What you have to do:
Below are records to be repeated exactly. Leave their pictures behind.

(Data records)
+ + + + + + +
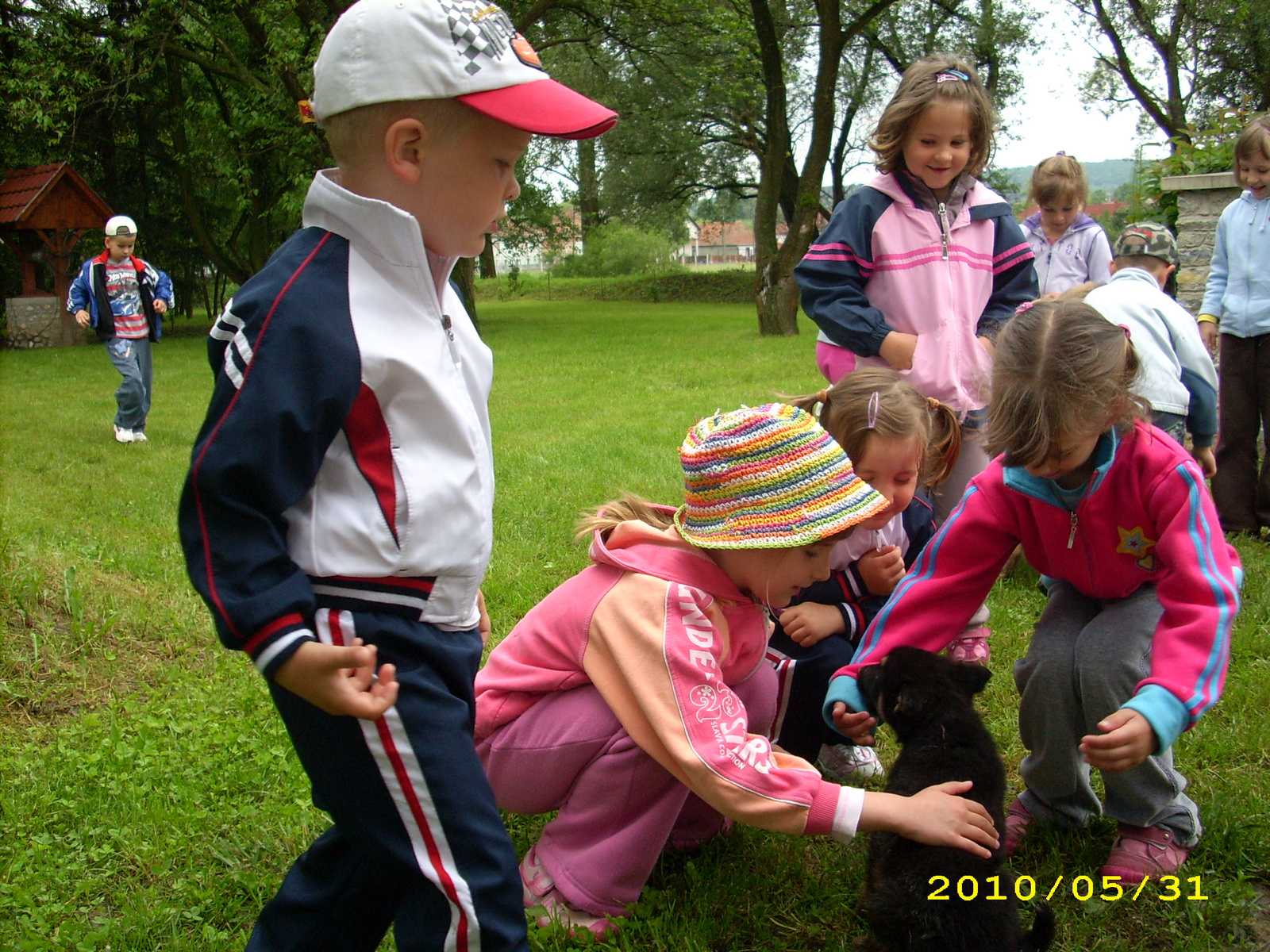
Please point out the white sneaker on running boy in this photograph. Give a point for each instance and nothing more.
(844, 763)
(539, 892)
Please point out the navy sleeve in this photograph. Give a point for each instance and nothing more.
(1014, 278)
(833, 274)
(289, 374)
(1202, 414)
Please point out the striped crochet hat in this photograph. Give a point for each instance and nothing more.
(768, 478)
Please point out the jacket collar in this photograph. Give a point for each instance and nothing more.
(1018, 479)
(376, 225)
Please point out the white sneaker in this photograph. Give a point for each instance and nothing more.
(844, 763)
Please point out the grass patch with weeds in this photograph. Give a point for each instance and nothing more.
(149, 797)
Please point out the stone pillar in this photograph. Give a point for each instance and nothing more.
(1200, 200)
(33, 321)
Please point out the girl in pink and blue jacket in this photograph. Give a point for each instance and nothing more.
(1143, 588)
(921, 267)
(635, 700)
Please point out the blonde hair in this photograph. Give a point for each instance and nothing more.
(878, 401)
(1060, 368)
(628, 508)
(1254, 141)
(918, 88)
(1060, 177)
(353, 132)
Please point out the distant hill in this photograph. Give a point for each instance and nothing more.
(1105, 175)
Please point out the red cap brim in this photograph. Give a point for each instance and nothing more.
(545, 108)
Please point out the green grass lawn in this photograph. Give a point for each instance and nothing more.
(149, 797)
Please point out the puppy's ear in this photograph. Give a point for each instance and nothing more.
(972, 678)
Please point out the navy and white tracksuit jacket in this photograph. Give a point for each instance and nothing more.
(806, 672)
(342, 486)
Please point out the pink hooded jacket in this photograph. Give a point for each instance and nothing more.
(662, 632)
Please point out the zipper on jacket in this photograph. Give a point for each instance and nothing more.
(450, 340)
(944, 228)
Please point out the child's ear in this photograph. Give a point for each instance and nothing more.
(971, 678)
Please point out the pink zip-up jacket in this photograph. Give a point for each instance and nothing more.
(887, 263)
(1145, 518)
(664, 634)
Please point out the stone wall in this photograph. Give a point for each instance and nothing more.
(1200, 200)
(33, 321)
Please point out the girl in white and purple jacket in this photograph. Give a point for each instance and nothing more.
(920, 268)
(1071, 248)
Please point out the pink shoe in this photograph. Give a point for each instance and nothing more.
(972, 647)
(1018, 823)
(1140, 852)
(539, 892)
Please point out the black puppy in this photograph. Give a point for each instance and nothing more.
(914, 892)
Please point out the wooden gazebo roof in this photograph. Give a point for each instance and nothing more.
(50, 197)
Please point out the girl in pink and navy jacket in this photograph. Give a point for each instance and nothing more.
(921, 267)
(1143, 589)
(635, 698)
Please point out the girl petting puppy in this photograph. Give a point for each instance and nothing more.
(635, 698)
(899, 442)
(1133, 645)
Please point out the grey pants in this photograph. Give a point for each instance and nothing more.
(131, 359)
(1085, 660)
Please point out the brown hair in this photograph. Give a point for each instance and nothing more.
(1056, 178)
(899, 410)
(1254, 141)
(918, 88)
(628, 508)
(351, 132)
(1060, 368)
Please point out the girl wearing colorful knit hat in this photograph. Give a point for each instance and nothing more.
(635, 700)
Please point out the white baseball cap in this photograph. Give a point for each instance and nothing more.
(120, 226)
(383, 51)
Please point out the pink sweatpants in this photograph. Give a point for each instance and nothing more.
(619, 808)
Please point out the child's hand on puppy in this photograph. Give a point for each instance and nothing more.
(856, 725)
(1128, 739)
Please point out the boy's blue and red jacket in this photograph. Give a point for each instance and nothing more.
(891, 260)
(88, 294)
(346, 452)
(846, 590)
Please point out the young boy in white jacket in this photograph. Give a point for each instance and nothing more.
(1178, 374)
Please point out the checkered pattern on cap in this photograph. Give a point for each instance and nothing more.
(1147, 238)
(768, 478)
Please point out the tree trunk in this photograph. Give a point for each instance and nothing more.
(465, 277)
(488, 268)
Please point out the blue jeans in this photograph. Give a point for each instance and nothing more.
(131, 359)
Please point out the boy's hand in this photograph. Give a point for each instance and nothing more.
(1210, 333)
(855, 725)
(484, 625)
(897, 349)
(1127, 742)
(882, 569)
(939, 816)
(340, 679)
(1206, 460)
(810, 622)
+ + + + + + +
Answer for the task:
Please point out the white sneaker on running boy in this photograph. Give a point for each instance and nothing more.
(844, 763)
(539, 892)
Please point out the navy sleeve in this photograph. Give a point for each instance and nothing more.
(1014, 278)
(833, 274)
(289, 374)
(1202, 414)
Please point out the striped crochet hat in this photograph. Give a point for each instance and nothing more.
(768, 478)
Please point out the jacket collar in this photograph. Give a point for each instance and nothing more.
(1018, 479)
(376, 225)
Please point out the white sneaker in this photograph. Give a point for each instance and nothing more.
(844, 763)
Please point out the grass patch with weeds in this photograph. Give a point for each instance and nothing more.
(149, 797)
Please point out the stone pillar in this photograph. Give a point for each instance and nothing more.
(1200, 200)
(33, 321)
Please point out the girl in pink and blue jacket in this photograph. Give a point for each instance and nothing more.
(1143, 588)
(921, 267)
(635, 700)
Please point out the blonde hair in this photograph. Give a point for each instance and nothing more.
(878, 401)
(1060, 368)
(628, 508)
(1254, 141)
(918, 88)
(1060, 177)
(353, 132)
Please point out the distant hill in this photograph. Give a point for each instance and nothing more.
(1105, 175)
Please point out the red cap brim in this photograph. Give a point for each instance and nothing more.
(545, 108)
Please point out the green grass lawn in this photograph. Give a point for each instance and nothing more.
(149, 797)
Please point out the puppy's ear in this photograph. Give a point for each instance and nothing more.
(972, 678)
Please point out the navy and white tracksuit jacket in this photograph. Give a point for each instance and nothing more.
(806, 672)
(342, 486)
Please point out the pink hooded jacket in this photograph. Give a point for each instance and nothing more.
(662, 632)
Please point out the zipper on jacket in this photograph. Give a point for each instance and nothing more.
(450, 340)
(944, 228)
Please point out the child's ear in this photograph. Give a point for each instance and nothing more.
(971, 678)
Please point out the pink zip-up jacket in this photograph. Give a point for each instance and nothing more.
(887, 263)
(1145, 518)
(664, 634)
Please point out the stone wall in this photograph. Give a point for each instance and nothing more.
(1200, 200)
(33, 321)
Please point out the girl in white and purple jacket in this photograph. Give a point for each instance and nothing more.
(920, 268)
(1071, 248)
Please point out the pink shoe in this photograph. Give a point for each instance and nothing more.
(972, 647)
(1018, 823)
(1140, 852)
(539, 892)
Please point out the black puppy in this photograph. Give a point for each instance and nothing more.
(914, 892)
Please point out the wooden gazebo roof in this photograph. Give a point for each instance and nothing more.
(50, 197)
Please point out the girl in pink and navy jacket in this photograph. Give a point for each instance and nothing more.
(921, 267)
(1143, 589)
(635, 698)
Please point out the girl petting puppy in this photograph. Give a point for each instance and nothing more.
(635, 698)
(899, 442)
(1133, 645)
Please point out the grey pants in this photograph. Give a point for each instance and nothing more.
(131, 359)
(1085, 660)
Please point out the brown hair in this photograph. Give a point for each instance and nothing more.
(1056, 178)
(899, 410)
(1254, 141)
(918, 88)
(628, 508)
(351, 132)
(1060, 368)
Please point out the girl wearing colorful knit hat in this photograph. Give a point for each instance and nothing more.
(635, 700)
Please point out the white baseball cap in this photograph. Give a point for each instance and nothing more.
(120, 226)
(383, 51)
Please point out the pink sweatpants in this photograph. Give a point for each instance and nothing more.
(619, 808)
Please point out the child's hand on puppy in this photograph. Give a point for each instance and nothing more.
(856, 725)
(1128, 739)
Please point out the boy's blue and red jacket in this photograph. Give a point for each instance and nothing more.
(891, 260)
(88, 294)
(346, 452)
(846, 590)
Please point out the young boy in white jacket in this photograph. Give a point for each instance and nothing more.
(1178, 374)
Please point out the checkered pattern on cap in this photograph. Give a point for each instance and nothing more.
(1147, 238)
(768, 478)
Please point out the tree trunk in this photograph. Give a point for each instance and nothing more.
(465, 277)
(488, 268)
Please point out the blue jeans in this photograph. Give a point for each instance and nothing more.
(131, 359)
Please point out the boy's hand in this photograph. Give a point for each instance and nothing more.
(1210, 333)
(855, 725)
(484, 625)
(897, 349)
(1127, 742)
(882, 569)
(939, 816)
(340, 679)
(1206, 460)
(810, 622)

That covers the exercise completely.